:: DATA SUPPLIED

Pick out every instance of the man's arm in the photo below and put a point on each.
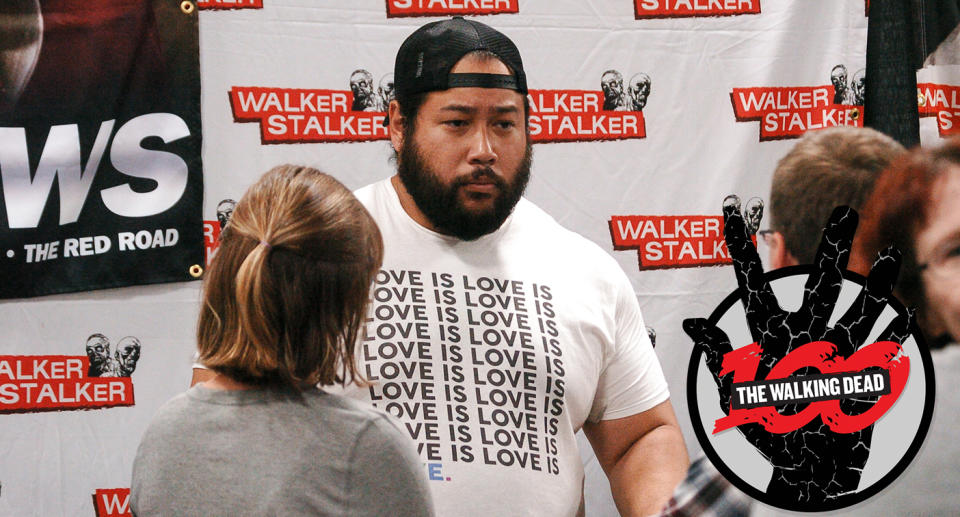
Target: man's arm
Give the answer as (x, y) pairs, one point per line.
(643, 456)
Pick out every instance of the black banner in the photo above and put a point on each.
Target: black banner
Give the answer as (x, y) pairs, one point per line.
(102, 181)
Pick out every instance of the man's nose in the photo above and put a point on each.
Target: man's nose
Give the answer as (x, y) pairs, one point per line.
(481, 148)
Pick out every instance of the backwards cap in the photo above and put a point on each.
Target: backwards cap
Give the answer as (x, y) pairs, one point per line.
(426, 57)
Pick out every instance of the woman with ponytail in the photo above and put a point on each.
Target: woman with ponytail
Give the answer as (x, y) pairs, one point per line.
(283, 302)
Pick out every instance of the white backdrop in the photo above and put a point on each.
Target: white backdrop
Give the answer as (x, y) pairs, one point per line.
(694, 153)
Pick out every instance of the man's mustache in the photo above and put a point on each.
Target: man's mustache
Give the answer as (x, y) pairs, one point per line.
(481, 174)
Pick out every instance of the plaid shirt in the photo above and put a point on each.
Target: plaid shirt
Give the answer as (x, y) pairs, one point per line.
(705, 492)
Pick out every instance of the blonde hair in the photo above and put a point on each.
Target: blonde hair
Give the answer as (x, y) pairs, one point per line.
(287, 291)
(825, 169)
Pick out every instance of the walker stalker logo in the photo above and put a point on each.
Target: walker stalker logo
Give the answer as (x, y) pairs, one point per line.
(671, 241)
(678, 241)
(773, 392)
(212, 229)
(290, 115)
(401, 8)
(613, 113)
(112, 502)
(788, 112)
(58, 383)
(229, 4)
(689, 8)
(211, 240)
(302, 116)
(941, 101)
(576, 116)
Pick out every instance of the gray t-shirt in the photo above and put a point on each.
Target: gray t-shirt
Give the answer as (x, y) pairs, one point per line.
(273, 452)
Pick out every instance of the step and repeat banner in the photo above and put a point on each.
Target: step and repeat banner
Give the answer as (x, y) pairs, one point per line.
(645, 115)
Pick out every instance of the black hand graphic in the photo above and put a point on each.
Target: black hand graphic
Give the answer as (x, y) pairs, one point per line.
(811, 464)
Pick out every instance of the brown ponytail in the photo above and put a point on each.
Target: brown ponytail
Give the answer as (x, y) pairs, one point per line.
(286, 294)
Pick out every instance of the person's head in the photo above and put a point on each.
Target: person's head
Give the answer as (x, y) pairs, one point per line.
(386, 89)
(459, 126)
(287, 291)
(20, 39)
(858, 84)
(361, 84)
(825, 169)
(98, 351)
(224, 211)
(914, 207)
(127, 355)
(639, 90)
(753, 214)
(611, 83)
(838, 76)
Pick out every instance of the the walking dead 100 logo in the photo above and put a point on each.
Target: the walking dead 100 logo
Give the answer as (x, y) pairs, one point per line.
(817, 391)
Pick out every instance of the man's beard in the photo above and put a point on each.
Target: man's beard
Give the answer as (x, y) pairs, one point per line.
(440, 203)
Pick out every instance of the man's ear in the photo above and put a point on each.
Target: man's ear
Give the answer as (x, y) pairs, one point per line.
(396, 126)
(779, 256)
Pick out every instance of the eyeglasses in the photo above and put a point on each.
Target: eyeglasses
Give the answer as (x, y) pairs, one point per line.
(945, 261)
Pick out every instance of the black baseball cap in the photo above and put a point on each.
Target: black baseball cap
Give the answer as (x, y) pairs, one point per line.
(426, 57)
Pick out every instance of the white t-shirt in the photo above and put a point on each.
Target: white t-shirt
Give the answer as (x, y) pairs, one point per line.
(494, 352)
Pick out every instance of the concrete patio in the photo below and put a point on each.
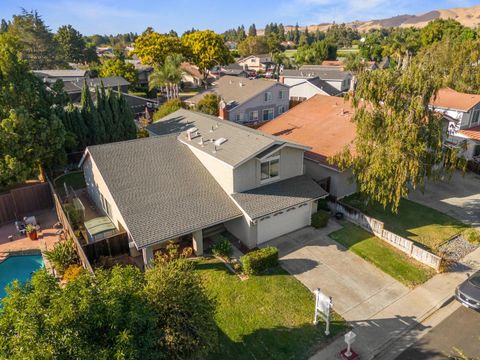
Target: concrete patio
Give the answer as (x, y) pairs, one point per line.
(359, 290)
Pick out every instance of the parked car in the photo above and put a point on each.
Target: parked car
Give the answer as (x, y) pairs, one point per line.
(468, 292)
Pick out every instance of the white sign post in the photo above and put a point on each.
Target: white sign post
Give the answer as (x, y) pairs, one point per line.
(323, 307)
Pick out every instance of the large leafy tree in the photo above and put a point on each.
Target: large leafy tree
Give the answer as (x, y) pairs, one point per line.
(399, 139)
(206, 49)
(118, 67)
(38, 46)
(120, 313)
(71, 44)
(253, 45)
(152, 48)
(31, 133)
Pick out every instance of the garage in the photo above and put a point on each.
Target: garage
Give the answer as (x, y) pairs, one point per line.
(282, 222)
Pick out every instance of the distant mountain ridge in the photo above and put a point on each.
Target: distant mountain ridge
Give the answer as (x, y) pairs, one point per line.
(467, 16)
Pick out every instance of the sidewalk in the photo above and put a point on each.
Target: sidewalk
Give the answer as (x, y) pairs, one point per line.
(389, 324)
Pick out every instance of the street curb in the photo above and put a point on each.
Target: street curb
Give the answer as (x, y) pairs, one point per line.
(378, 351)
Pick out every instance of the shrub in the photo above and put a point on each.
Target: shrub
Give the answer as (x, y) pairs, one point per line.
(261, 260)
(222, 247)
(72, 272)
(472, 235)
(320, 219)
(63, 255)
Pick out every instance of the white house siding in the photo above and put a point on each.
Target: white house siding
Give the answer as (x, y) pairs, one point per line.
(95, 186)
(305, 90)
(243, 230)
(340, 182)
(247, 176)
(222, 172)
(259, 104)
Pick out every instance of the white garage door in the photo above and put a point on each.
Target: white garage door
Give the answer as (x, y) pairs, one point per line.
(283, 222)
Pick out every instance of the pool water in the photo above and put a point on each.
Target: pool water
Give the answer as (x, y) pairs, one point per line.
(18, 267)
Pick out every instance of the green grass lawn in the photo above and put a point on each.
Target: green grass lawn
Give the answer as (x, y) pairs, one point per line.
(75, 180)
(376, 251)
(414, 221)
(265, 317)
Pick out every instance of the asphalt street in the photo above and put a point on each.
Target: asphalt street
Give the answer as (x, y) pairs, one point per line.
(460, 330)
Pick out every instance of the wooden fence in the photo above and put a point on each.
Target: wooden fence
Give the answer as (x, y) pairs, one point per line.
(22, 201)
(376, 227)
(67, 228)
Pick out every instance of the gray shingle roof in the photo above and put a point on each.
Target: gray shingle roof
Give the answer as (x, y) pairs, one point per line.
(242, 142)
(161, 189)
(274, 197)
(324, 86)
(324, 73)
(236, 90)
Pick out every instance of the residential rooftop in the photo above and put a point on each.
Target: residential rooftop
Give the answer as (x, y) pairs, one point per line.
(241, 142)
(235, 90)
(323, 123)
(450, 99)
(160, 178)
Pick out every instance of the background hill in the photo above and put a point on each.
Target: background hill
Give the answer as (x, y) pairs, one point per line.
(469, 16)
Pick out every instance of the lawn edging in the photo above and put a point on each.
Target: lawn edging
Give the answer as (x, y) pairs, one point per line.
(376, 227)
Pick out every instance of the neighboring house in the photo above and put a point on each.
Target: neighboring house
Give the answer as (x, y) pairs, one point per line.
(233, 70)
(324, 124)
(333, 75)
(256, 62)
(192, 77)
(51, 76)
(200, 176)
(461, 113)
(247, 101)
(310, 87)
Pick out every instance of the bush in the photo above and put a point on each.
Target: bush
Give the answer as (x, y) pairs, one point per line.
(222, 247)
(72, 272)
(320, 219)
(63, 255)
(472, 235)
(261, 260)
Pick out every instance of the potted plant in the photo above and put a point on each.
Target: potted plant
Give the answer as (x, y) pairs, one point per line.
(31, 232)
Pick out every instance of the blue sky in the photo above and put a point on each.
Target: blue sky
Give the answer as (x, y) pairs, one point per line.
(115, 16)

::::

Pull out every line above that holds the word "banner".

WRITTEN REPLY:
Pick out every instance of the black banner in the photo above and put a point on each.
Target: black banner
Pick out every instance of the step and repeat banner in the photo above and put a point on each.
Target: step and repeat banner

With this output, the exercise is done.